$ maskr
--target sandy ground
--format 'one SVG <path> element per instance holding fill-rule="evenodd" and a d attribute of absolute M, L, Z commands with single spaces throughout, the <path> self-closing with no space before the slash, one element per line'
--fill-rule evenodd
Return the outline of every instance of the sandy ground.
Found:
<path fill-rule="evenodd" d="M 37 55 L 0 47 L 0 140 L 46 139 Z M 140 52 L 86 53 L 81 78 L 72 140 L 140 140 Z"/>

───

Task to carry out
Starting at the beginning of the items and ending at the line that contains "--format 'one SVG", write those lines out again, substituting "wet sand" for "sandy ground" and leaving everything else as it is.

Answer for the task
$ maskr
--target wet sand
--format 'one SVG <path> element per instance holding fill-rule="evenodd" and a d attribute of absolute M, L, Z commands with single spaces throughout, the <path> self-closing with no space before the slash, one element per line'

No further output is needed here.